§ WHAT THE TASK REQUIRES: The expected answer is every line from the material below that has the word "photo".

§ PROVIDED RECORDS:
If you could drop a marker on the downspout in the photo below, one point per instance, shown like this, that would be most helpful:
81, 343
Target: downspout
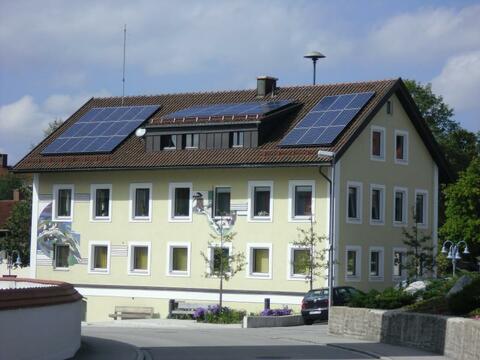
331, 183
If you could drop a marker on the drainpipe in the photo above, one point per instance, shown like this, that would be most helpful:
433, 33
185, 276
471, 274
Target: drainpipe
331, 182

...

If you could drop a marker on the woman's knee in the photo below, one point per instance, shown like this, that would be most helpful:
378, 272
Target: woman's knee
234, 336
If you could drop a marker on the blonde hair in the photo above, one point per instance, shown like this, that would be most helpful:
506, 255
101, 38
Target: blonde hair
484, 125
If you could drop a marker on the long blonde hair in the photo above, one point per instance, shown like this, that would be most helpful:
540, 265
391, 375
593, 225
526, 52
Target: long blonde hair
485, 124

§ RESPONSE:
If you could drop a marker on the downspout in the photo below, one point per instance, shown like this, that would be most helpful:
If you could drop a marker on the drainpipe in the photo above, one point per instance, shown like this, that would be most helpful:
If you could drop a marker on the woman's knee in the photo below, one point per instance, shown like this, that would be most helpful:
If you could drop a marker on the blonde hair in the photo above, one point per instance, shown like this, that would be most helpful:
If you could drop a marker on the long blonde hair in the photo above, one point per instance, shown like this, that would be most helpful:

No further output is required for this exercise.